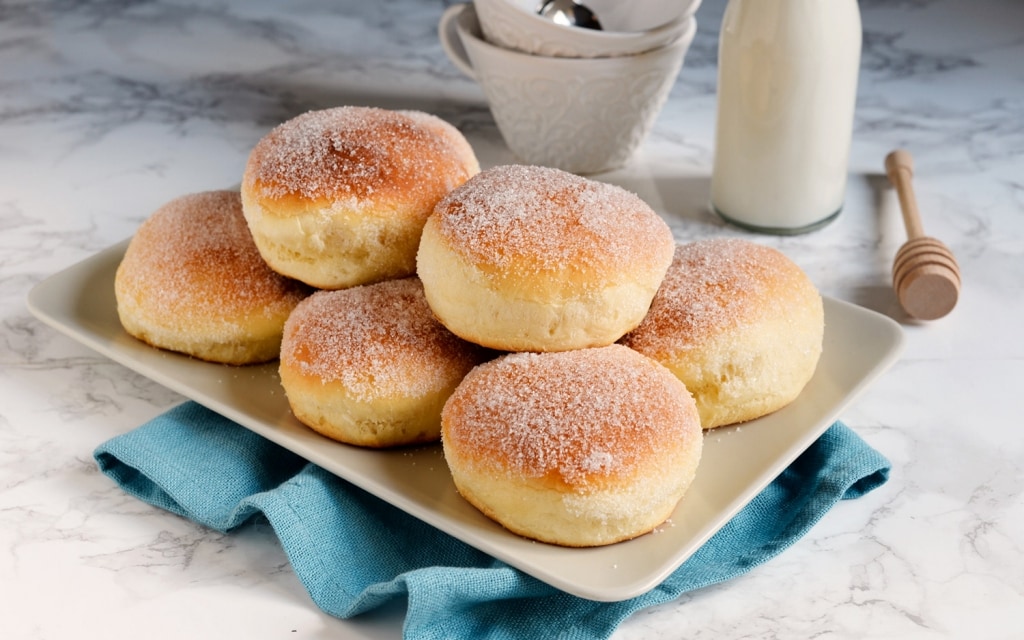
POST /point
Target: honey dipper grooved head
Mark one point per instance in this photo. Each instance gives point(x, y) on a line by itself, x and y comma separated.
point(926, 278)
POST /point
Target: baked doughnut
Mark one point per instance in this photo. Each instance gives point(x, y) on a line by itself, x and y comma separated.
────────
**PROBLEM TO WORK ON:** Retype every entry verbatim and exclude the pictures from the copy.

**COMPLETED TASK:**
POST /point
Target: honey dipper grooved head
Mark one point per instance in this photo. Each instance gives point(x, y) on a line by itself, x and y comma separated.
point(926, 278)
POST /point
Target: baked doughnut
Mark one point per instance in this photo. Each instance gives point(x, y) on a line by itself, x and y comma separated.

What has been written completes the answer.